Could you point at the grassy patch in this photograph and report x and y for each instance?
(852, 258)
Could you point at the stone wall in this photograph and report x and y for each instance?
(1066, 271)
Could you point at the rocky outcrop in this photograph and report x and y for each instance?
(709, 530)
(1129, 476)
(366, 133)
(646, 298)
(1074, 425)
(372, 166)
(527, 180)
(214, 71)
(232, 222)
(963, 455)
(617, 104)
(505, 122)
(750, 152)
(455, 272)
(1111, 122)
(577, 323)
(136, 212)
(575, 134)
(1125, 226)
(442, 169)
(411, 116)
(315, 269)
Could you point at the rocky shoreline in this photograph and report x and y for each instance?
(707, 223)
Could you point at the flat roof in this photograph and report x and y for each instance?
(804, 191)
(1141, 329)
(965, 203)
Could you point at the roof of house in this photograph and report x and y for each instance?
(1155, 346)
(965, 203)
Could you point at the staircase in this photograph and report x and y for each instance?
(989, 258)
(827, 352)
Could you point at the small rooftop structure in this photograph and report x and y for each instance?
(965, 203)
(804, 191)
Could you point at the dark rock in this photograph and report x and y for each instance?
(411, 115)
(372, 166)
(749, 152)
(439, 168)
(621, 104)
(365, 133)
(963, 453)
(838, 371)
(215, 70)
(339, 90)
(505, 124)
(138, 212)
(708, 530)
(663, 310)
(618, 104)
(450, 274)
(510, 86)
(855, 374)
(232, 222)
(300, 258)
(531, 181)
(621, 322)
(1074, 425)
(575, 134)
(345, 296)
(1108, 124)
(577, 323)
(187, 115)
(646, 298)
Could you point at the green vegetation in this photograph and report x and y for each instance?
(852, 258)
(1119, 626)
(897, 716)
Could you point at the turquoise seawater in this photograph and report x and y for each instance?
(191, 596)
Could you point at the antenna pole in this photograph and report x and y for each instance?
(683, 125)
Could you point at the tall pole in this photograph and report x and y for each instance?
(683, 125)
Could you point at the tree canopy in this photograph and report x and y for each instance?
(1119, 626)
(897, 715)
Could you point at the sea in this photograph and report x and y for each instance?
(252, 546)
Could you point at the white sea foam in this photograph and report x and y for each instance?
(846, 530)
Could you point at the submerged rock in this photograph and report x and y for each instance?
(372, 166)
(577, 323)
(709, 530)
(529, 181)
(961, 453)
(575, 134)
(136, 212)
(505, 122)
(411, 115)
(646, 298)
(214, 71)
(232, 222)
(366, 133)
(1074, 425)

-=-=-

_WORK ITEM_
Copy every line of the records above exactly.

_SOLUTION FOR THIS EXERCISE_
Could you point at the grassy patch in this photograph and report x and y for each instance?
(852, 258)
Could you point at the stone wall in this photograph and report x and y for each instance?
(1066, 271)
Could you point at the rocky outcrop in this photograph and report x and y for each instance?
(709, 530)
(1129, 476)
(366, 133)
(646, 298)
(1074, 425)
(372, 166)
(527, 180)
(214, 71)
(232, 222)
(963, 455)
(617, 104)
(505, 122)
(750, 152)
(455, 272)
(1111, 122)
(577, 323)
(136, 212)
(575, 134)
(1125, 226)
(442, 169)
(411, 116)
(315, 269)
Could you point at the rocky shoreline in this photograph and report x and y for each instance?
(707, 223)
Could you point at the flat roof in this photograph and report x and y for each instance?
(804, 191)
(1141, 329)
(965, 203)
Could you point at the roof of house in this photograph and report x and y for each instance?
(1155, 346)
(965, 203)
Could you point at the staircase in this photograph and report x and y for each instance?
(989, 258)
(827, 352)
Could you point at the small rooftop structure in this photograph and report x and y for each instance?
(965, 203)
(804, 191)
Could you point at the dark rock in this photograph and report x and y for each instance?
(411, 115)
(372, 166)
(749, 152)
(439, 168)
(621, 104)
(365, 133)
(963, 453)
(838, 371)
(215, 70)
(339, 90)
(505, 124)
(138, 212)
(708, 530)
(663, 310)
(618, 104)
(450, 274)
(510, 86)
(855, 374)
(232, 222)
(300, 258)
(531, 181)
(621, 322)
(1074, 425)
(575, 134)
(345, 296)
(1108, 124)
(577, 323)
(187, 115)
(646, 298)
Could you point at the green vegetation in this photograph and report x and y for each instance?
(852, 258)
(1119, 626)
(897, 716)
Could you point at the turquoise seawater in this photograph and report x and y for each instance?
(191, 596)
Could you point at the antenna pole in this photograph and report x and y for each instance?
(683, 125)
Could you point at the tall pole in this photograph and report x and y for each instance?
(683, 125)
Could you point at the tree canopy in this photograph and report x and y for each instance?
(1119, 626)
(897, 715)
Could you point at the sea in this photograph and report x and y for each instance?
(252, 546)
Could you point at the white sea foam in this photograph and report x and y for each instance?
(846, 530)
Could you point at the submerged rock in this photograph and report x and y for each instance?
(372, 166)
(577, 323)
(709, 530)
(529, 181)
(961, 453)
(575, 134)
(136, 212)
(505, 122)
(411, 115)
(646, 298)
(214, 71)
(232, 222)
(366, 133)
(1074, 425)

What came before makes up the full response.